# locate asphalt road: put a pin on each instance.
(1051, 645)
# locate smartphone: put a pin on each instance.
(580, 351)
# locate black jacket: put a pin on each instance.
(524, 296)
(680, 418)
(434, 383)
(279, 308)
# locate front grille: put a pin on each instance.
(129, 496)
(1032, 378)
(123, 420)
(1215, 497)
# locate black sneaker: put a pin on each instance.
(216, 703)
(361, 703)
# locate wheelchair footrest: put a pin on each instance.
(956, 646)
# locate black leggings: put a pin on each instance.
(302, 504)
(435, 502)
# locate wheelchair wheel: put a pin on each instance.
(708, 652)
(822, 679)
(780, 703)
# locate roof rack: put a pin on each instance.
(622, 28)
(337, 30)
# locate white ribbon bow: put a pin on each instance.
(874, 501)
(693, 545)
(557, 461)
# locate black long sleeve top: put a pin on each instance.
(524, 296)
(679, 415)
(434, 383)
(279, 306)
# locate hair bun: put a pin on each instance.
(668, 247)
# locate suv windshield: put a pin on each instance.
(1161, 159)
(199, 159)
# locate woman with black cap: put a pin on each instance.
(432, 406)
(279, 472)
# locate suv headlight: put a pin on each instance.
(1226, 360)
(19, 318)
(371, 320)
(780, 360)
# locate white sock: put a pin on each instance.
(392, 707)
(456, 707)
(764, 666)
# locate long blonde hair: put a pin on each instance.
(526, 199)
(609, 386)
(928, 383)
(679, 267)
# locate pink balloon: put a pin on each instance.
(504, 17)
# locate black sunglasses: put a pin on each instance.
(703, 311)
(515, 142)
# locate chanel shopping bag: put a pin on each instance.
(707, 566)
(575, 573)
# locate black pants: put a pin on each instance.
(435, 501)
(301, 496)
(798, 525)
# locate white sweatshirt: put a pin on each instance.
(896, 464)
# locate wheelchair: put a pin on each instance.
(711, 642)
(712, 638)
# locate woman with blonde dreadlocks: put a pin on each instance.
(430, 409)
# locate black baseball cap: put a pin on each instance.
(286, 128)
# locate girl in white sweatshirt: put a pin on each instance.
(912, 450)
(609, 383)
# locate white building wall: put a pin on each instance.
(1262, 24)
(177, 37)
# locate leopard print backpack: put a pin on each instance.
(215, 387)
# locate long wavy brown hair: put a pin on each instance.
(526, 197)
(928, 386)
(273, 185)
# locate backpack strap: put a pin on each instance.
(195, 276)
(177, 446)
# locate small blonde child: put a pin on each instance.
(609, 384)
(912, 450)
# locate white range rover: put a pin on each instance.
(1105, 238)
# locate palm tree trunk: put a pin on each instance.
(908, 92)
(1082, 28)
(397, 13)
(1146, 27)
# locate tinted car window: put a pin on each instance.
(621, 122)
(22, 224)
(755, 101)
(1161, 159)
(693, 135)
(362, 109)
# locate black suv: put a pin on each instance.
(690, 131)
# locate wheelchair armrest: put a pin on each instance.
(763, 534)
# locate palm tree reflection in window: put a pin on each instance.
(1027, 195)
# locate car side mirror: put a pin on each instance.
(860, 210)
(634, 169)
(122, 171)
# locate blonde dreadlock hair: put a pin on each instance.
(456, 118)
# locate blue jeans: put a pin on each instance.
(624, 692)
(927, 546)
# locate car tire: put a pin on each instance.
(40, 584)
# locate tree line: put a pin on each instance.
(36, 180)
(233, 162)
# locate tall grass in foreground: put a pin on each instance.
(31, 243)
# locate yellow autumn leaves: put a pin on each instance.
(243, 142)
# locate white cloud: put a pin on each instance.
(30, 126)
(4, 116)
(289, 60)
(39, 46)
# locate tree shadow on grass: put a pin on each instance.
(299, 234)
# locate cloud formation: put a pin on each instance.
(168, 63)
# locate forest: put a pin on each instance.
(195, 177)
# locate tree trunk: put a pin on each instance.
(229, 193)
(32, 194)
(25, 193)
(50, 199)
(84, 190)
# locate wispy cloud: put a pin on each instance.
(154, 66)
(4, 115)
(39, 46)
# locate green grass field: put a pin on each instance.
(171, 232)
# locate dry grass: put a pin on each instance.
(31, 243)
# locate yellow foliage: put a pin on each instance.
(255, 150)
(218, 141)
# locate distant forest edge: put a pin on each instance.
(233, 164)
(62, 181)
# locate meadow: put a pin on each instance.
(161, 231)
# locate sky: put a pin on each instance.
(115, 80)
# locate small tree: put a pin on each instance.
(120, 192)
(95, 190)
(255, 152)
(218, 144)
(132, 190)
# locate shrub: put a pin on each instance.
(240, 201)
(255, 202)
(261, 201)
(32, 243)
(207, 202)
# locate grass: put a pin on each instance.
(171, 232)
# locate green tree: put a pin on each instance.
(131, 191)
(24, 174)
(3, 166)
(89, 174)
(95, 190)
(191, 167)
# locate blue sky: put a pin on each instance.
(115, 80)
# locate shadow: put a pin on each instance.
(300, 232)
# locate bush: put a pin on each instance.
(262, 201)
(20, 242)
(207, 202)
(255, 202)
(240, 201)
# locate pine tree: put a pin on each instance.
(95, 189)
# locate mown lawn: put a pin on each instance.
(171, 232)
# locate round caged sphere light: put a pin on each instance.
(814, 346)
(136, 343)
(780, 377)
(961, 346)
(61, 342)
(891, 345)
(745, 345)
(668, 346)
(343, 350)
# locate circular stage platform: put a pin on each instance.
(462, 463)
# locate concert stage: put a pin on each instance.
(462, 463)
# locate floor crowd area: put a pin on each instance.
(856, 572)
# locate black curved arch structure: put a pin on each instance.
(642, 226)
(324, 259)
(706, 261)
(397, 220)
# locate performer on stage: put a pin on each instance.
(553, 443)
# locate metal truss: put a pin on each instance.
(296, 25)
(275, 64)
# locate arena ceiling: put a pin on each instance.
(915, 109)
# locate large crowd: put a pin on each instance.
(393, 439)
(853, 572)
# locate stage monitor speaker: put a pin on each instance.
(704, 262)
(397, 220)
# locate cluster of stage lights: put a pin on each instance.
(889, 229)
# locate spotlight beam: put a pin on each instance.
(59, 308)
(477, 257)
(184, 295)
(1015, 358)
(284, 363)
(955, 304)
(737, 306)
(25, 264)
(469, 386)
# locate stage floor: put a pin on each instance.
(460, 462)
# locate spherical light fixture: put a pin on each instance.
--------------------
**WORK TASK:**
Each line from the one that includes "# locate concert" down to the close of the records above is to be given again exactly, and no other line is to appear.

**RESPONSE FOR THIS EXERCISE:**
# locate concert stage: put a pin on each instance.
(462, 463)
# locate floor crowd area: put a pin on each instance.
(856, 572)
# locate black curved arch structure: put a pin on each instance.
(642, 226)
(324, 259)
(706, 261)
(397, 220)
# locate performer on stage: put a pin on each instance.
(553, 443)
# locate metal truss: put a pin on each instance.
(296, 25)
(275, 64)
# locate arena ceiling: put a pin on each instance.
(915, 109)
# locate large crowd: put a pin on each instance.
(393, 439)
(853, 572)
# locate stage monitor speaker: put a pin on each instance.
(704, 262)
(397, 220)
# locate cluster of stage lights: put a pin on each instance.
(889, 229)
# locate spotlight beam: put a pin on each instance.
(59, 308)
(477, 257)
(184, 295)
(1015, 358)
(284, 363)
(955, 304)
(737, 306)
(25, 264)
(469, 386)
# locate stage floor: put a pin on each instance.
(460, 462)
# locate spherical light fixture: put a pin on each instance.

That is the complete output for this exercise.